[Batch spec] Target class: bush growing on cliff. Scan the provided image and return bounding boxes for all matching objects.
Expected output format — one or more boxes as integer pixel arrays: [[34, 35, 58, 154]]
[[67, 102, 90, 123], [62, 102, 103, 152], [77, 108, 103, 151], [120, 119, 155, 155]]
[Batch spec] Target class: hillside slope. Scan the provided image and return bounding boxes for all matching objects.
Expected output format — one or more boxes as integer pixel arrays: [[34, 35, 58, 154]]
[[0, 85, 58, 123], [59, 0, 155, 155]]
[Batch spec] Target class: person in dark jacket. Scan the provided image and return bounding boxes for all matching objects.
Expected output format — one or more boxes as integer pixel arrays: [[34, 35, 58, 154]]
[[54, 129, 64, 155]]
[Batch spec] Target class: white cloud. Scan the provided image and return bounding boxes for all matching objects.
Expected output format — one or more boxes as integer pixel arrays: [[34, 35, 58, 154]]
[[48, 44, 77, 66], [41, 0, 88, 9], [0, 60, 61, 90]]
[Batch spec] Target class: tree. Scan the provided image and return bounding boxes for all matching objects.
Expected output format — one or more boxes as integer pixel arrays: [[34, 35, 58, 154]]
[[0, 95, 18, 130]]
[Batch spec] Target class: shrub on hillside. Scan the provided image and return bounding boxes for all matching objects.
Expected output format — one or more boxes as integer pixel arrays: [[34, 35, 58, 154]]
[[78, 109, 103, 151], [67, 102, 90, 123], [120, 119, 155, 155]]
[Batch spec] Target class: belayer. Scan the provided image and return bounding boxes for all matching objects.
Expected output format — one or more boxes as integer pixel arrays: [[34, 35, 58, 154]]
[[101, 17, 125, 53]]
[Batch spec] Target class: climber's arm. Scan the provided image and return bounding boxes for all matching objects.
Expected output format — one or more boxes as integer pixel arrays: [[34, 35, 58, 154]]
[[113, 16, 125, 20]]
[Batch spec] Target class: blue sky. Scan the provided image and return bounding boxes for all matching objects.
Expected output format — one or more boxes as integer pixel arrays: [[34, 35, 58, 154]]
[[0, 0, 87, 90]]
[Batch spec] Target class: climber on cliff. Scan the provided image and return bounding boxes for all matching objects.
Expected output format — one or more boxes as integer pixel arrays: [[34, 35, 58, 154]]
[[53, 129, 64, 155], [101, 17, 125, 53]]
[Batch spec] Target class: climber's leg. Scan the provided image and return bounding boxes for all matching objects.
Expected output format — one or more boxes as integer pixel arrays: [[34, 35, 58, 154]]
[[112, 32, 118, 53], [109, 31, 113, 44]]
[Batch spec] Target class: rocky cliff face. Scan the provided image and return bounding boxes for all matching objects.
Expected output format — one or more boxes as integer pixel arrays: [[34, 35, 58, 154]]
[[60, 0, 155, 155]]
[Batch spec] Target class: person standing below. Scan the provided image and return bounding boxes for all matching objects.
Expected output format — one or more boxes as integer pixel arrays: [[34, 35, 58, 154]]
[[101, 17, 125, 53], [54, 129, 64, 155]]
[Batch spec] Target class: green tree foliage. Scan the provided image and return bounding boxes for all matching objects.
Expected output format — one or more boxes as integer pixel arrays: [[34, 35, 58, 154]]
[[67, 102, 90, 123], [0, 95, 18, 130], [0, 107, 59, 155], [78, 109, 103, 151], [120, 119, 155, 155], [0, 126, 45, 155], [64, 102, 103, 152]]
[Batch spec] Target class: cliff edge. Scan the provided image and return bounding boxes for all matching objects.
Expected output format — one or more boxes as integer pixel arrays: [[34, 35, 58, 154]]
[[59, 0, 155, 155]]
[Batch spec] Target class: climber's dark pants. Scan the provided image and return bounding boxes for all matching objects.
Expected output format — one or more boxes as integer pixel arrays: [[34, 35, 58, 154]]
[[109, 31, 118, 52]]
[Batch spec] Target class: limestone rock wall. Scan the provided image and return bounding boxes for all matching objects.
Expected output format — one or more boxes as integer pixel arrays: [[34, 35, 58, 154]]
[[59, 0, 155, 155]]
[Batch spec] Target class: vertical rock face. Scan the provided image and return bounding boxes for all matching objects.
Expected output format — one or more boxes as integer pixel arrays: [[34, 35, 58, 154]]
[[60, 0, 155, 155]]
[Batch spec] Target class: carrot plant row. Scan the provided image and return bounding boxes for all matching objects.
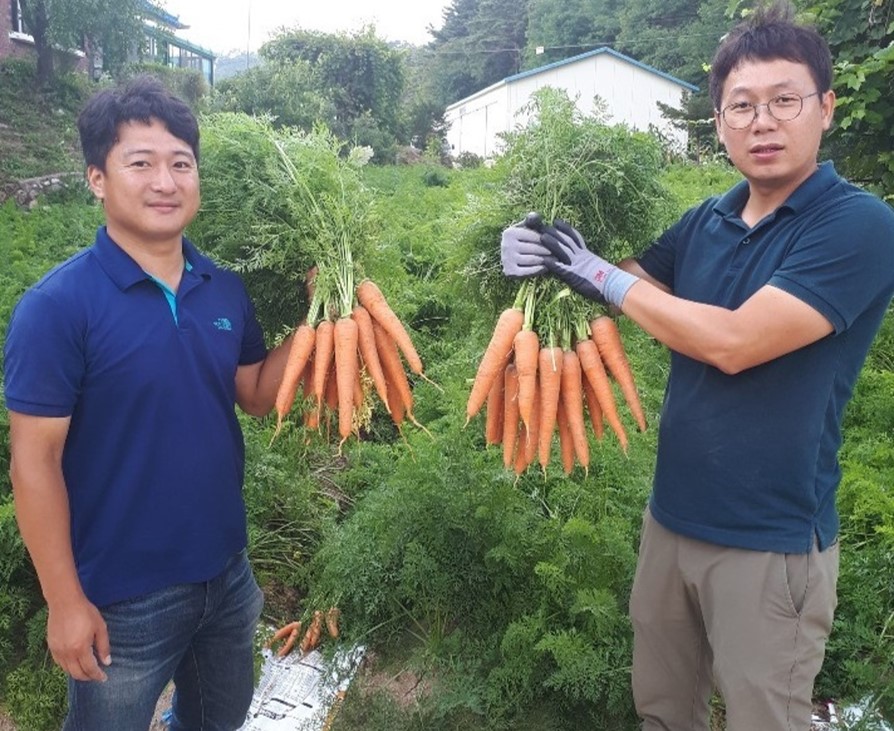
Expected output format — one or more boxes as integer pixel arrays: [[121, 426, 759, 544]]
[[466, 282, 646, 475]]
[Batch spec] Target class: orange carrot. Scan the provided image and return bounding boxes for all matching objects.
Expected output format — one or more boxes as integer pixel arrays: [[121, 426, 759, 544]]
[[484, 378, 505, 447], [513, 422, 529, 475], [334, 317, 360, 443], [537, 347, 562, 470], [503, 363, 518, 470], [326, 607, 341, 639], [299, 610, 323, 653], [354, 366, 364, 411], [386, 383, 406, 430], [373, 319, 428, 433], [276, 622, 301, 657], [590, 315, 646, 431], [561, 350, 590, 471], [357, 279, 422, 376], [301, 353, 320, 429], [273, 323, 316, 439], [581, 366, 605, 441], [323, 360, 338, 416], [525, 384, 540, 468], [312, 320, 335, 411], [466, 307, 525, 426], [351, 305, 388, 418], [512, 329, 540, 438], [575, 339, 627, 452], [264, 622, 301, 648], [556, 400, 574, 475]]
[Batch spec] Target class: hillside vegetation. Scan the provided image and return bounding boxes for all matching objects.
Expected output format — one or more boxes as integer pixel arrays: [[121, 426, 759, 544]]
[[0, 60, 894, 731]]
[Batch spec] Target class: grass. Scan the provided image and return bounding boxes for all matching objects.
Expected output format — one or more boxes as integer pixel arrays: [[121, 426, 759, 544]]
[[0, 59, 89, 185]]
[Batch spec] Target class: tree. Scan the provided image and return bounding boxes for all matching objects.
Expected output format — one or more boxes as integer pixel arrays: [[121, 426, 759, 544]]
[[260, 27, 404, 147], [805, 0, 894, 200], [19, 0, 147, 86], [525, 0, 620, 68]]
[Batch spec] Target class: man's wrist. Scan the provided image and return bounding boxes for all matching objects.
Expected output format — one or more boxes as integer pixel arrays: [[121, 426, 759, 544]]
[[602, 266, 639, 309]]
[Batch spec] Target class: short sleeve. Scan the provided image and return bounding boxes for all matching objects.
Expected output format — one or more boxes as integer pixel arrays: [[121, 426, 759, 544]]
[[769, 194, 894, 332], [239, 287, 267, 366]]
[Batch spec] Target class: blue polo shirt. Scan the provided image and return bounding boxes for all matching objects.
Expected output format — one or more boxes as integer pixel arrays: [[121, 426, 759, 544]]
[[639, 163, 894, 553], [5, 228, 266, 606]]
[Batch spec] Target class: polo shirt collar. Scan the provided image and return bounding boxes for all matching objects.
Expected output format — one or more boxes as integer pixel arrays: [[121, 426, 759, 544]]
[[93, 226, 213, 291], [714, 160, 839, 218]]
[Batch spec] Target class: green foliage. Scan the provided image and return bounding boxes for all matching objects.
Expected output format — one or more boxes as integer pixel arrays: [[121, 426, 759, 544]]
[[260, 28, 404, 154], [4, 609, 66, 731], [117, 62, 211, 114], [465, 87, 672, 324], [212, 61, 335, 130], [809, 0, 894, 199], [189, 113, 374, 333], [499, 88, 670, 260], [19, 0, 145, 85], [0, 59, 87, 184]]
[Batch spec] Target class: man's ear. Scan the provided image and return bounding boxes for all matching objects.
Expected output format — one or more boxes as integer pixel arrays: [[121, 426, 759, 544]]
[[87, 165, 106, 200]]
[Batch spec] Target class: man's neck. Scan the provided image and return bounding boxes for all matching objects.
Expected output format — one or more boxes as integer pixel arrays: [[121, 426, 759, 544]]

****************

#### What you should do
Rewrite the rows above as a numbered list, leaving out blank lines and the pictures.

#### In response
1. [Batch spec] Target class: bush growing on cliff. Scan the provided image and return bounding boxes for all matching objects.
2. Expected output format — one or more boxes as integer pixel arrays: [[34, 35, 58, 154]]
3. [[67, 102, 90, 123], [62, 102, 103, 152], [77, 108, 103, 151], [120, 119, 155, 155]]
4. [Batch spec] Target class: hillside slope. Scan the provided image and return bounding boxes for all matching objects.
5. Expected output format — one or more boxes as integer pixel arrays: [[34, 35, 58, 154]]
6. [[0, 85, 58, 123], [59, 0, 155, 155]]
7. [Batch spec] Target class: person in dark jacket. Scan the provided image and return bounding boxes for all matching objects.
8. Expected output format — one or more boxes as integer pixel arrays: [[34, 35, 58, 154]]
9. [[54, 129, 64, 155]]
10. [Batch spec] Target class: white cloud. Scan the provided image and return bounding boxes for all matching objects.
11. Expected output format — one or more boxes as integer pixel arrays: [[34, 35, 58, 154]]
12. [[48, 44, 77, 66], [41, 0, 88, 9], [0, 60, 61, 90]]
13. [Batch spec] Target class: tree. Scan the provided image and return bounding boxes for all matching objects.
14. Expected output format — one or more boxes as integer pixel arrays: [[34, 35, 58, 154]]
15. [[0, 95, 18, 130]]
16. [Batch spec] Target class: shrub on hillside. Scan the provided image and return bounding boxes for all matching objects.
17. Expected output format — one or more boxes as integer pixel arrays: [[34, 35, 58, 154]]
18. [[78, 109, 103, 151], [67, 102, 90, 123], [120, 119, 155, 155]]
19. [Batch spec] Target class: belayer. Scan the provided image and return bounding boxes for all matching objects.
20. Expected output format — one or more boxes as integer pixel arrays: [[34, 35, 58, 154]]
21. [[101, 17, 125, 53]]
22. [Batch spec] Target class: climber's arm. Scan the provided image and return bounding boxes for all matching objects.
23. Expected output format — one or more boxes as integer pixel arrays: [[34, 35, 58, 154]]
24. [[113, 16, 125, 20]]
25. [Batch spec] Target class: blue sky. Scan the provided image and return bounding boxes for all matching objects.
26. Expected output format — one or more boxes as integer pixel arrays: [[34, 35, 58, 154]]
27. [[0, 0, 87, 90]]
28. [Batch spec] Target class: climber on cliff. Scan the provided image and return bounding boxes for all matching objects.
29. Expected output format — one or more boxes as integer pixel arrays: [[34, 35, 58, 154]]
30. [[53, 129, 64, 155], [101, 17, 125, 53]]
31. [Batch spec] Target class: climber's leg. Scan the provided image and return bounding boxes for all matching objects.
32. Expected output format — one or more boxes as integer pixel arrays: [[34, 35, 58, 154]]
33. [[112, 32, 118, 53], [109, 31, 113, 44]]
34. [Batch spec] Target class: rocky cliff face. Scan the provided image and return bounding boxes for all matching objects.
35. Expected output format — one or more boxes as integer pixel arrays: [[34, 35, 58, 154]]
36. [[60, 0, 155, 155]]
37. [Batch spec] Target class: person standing below. Scan the provided image and return bounding boxes for all matching objects.
38. Expected output format — one or more boxes as integer pixel arrays: [[34, 35, 58, 154]]
39. [[101, 17, 125, 53], [54, 129, 64, 155]]
40. [Batch spec] Target class: green tree foliage. Scan the provided image and return bounding boxes for all matching objects.
41. Expected output format — one or more boxes as integer pixel arrays: [[34, 35, 58, 154]]
42. [[67, 102, 90, 123], [0, 95, 18, 130], [0, 107, 59, 155], [78, 109, 103, 151], [120, 119, 155, 155], [0, 126, 45, 155], [64, 102, 103, 152]]
43. [Batch spec] Target class: cliff edge. Scan the provided image and return bounding boxes for all matching objects.
44. Expected output format — one or more boxes as integer pixel arrays: [[34, 35, 58, 154]]
45. [[59, 0, 155, 155]]
46. [Batch spec] Target class: climber's dark pants. Scan the provided image and return bounding boxes for all matching objects.
47. Expected output format — one or more boxes as integer pixel arrays: [[34, 35, 58, 154]]
48. [[109, 31, 118, 52]]
49. [Batch spec] Target class: limestone rock wall. Scan the provided image and return bounding boxes for all matching objects.
50. Expected output format — one or more boxes as integer pixel arrays: [[34, 35, 58, 154]]
51. [[59, 0, 155, 155]]
52. [Batch spec] Target class: vertical rock face. Scan the provided image and return bounding boxes for all matching objects.
53. Expected output format — one or more boxes as integer pixel arrays: [[34, 35, 58, 154]]
54. [[60, 0, 155, 155]]
55. [Batch spec] Target class: carrot plant row. Scan the provided image and return bounding boxes for all matching objects.
56. Expected output format — one or more boxes as integer pixel arrays: [[121, 426, 759, 544]]
57. [[466, 282, 646, 475]]
58. [Batch spec] Target class: orange carrot. Scan the provided image and return bounding boxes for all matching objects.
59. Expected output format — one or more boxes as integer pixel arrays: [[121, 426, 759, 544]]
60. [[484, 378, 505, 447], [513, 422, 529, 475], [334, 317, 360, 443], [537, 347, 562, 470], [503, 363, 518, 470], [326, 607, 341, 639], [299, 610, 323, 653], [354, 366, 364, 411], [386, 383, 406, 430], [373, 319, 428, 433], [276, 622, 301, 657], [590, 315, 646, 431], [561, 350, 590, 471], [357, 279, 422, 376], [301, 353, 320, 429], [273, 323, 316, 439], [581, 366, 605, 441], [323, 360, 338, 416], [525, 384, 540, 468], [312, 320, 335, 411], [466, 307, 525, 426], [351, 305, 388, 418], [512, 329, 540, 438], [575, 339, 627, 452], [264, 622, 301, 648], [556, 400, 574, 475]]
61. [Batch spec] Target class: hillside vegetation. Scan the provided image and return bounding boxes for all matching objects.
62. Expected output format — one or more boxes as integer pixel arrays: [[121, 426, 759, 544]]
63. [[0, 60, 894, 731]]
64. [Batch spec] Target class: grass. Scan the provided image and return bounding boxes for all matching objects.
65. Expected output format — one or more boxes as integer pixel arrays: [[121, 426, 759, 544]]
66. [[0, 59, 89, 185]]
67. [Batch spec] Target class: tree. Scan the provided image and return bounding boxes for all matching objects.
68. Expected output format — one or more boxes as integer pixel arrays: [[121, 426, 759, 544]]
69. [[260, 27, 404, 147], [805, 0, 894, 200], [19, 0, 147, 86], [525, 0, 620, 68]]
70. [Batch spec] Target class: man's wrist. Scan the provided image and return bounding boxes for all matching objects.
71. Expected output format — one or more boxes as integer pixel arrays: [[121, 426, 759, 544]]
72. [[602, 266, 639, 309]]
73. [Batch spec] Target class: short sleeve. Scan the provided image and return bounding boxes for all matching objects.
74. Expected output format — one or more boxes as integer pixel arrays: [[121, 426, 759, 544]]
75. [[769, 194, 894, 332], [239, 287, 267, 366]]
76. [Batch spec] Target class: blue polo shirt. Scan the provided image and return bounding boxes for all matching objects.
77. Expected output format — one or more boxes as integer pixel arrays: [[121, 426, 759, 544]]
78. [[639, 163, 894, 553], [5, 228, 266, 606]]
79. [Batch spec] Target class: polo shirt collar. Scan the provided image and return bounding boxes for all matching objects.
80. Expected output format — one or more boxes as integer pixel arrays: [[121, 426, 759, 544]]
81. [[93, 226, 213, 291], [714, 160, 839, 218]]
82. [Batch spec] Target class: green foliage. Scan the provided image and return bounding boxes for all matching objects.
83. Expected output format — one or more boxes as integer pixel arrays: [[121, 426, 759, 544]]
84. [[260, 28, 404, 154], [4, 609, 66, 731], [117, 62, 211, 114], [465, 87, 672, 324], [212, 61, 335, 130], [809, 0, 894, 199], [189, 113, 374, 333], [499, 88, 670, 260], [19, 0, 145, 85], [0, 59, 87, 184]]
85. [Batch spec] Target class: man's ear. Scan the provided image and return bounding boxes for all matching objects.
86. Expected output format — one or more boxes as integer pixel arrays: [[121, 426, 759, 544]]
87. [[87, 165, 106, 200]]
88. [Batch spec] Target class: man's neck. Scan the provided image and return bounding boxes for all matching objects.
89. Expected output format — one or more boxes as integer pixel arrays: [[121, 426, 759, 544]]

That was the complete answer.